By any metric, Niall Cahalane, his wife Ailish and seven children are one of the most remarkable families in the GAA.
Cahalane himself is one of the greats of Cork football, but six of his seven offspring have already represented their county on the senior stage in Gaelic football, Camogie and hurling – and there’s a seventh to be reckoned with soon in the youngest Kate, who is a minor this year.
There isn’t a game where the Cahalanes have ever given less than all they had and when there’s a battle raging, they are invariably in the thick of it.
The then GAA president Larry McCarthy honoured the Cahalanes earlier this year with a special family tribute at the annual President’s Awards.
Niall smiled his way through the night, savouring it all the more after the biggest battle of his life.
“I had a little bit of a problem alright. After having a scan I had sat in front of a consultant who told me I had lung cancer.”
For the sporting heroes who bring a warrior mentality to every challenge, Niall Cahalane didn’t like his odds with this one.
In a special 75-minute Examiner Sports podcast, available Wednesday, Cahalane chokes up as he recalls for the first time: “I didn’t handle it great at the time.
"Things were put on hold for a while, there were different scans at the time and different biopsies and then I got the call to say the tumour had grown ever so slightly.
"So we were off to the races then with surgery.”
What is remarkable – though maybe not so for someone as defiant as Cahalane – is he told no-one, not even his wife, Ailish.
“My whole thought process on this was, 'Shur fuck it, there's a wife and seven kids. It was bad enough me not sleeping, why would I have her the same?'
"I remember one day (Ailish) said it to me alright, that maybe I had a bit of a health issue — I obviously was seen going into someone at the hospital.

**Data listing:**
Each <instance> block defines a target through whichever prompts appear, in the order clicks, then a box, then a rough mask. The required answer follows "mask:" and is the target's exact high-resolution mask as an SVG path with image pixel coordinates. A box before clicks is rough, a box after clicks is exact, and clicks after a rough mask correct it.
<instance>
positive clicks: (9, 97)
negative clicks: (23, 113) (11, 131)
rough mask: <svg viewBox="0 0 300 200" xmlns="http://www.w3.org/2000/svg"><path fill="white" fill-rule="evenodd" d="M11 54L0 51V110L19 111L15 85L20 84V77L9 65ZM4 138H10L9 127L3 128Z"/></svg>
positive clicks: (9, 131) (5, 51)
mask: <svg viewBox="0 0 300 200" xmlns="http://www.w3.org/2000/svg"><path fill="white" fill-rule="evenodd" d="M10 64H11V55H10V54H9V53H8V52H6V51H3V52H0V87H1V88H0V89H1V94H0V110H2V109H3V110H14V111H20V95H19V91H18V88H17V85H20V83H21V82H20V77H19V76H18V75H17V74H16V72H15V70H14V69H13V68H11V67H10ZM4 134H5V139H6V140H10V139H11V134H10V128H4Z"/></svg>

**Task:** According to the Cahalane article, why did Niall Cahalane keep his lung cancer diagnosis from his wife, Ailish? The items are separate from the Cahalane article.

**Result:** He reasoned that he had a wife and seven children. It was bad enough that he wasn't sleeping, and he didn't want her to be in the same state.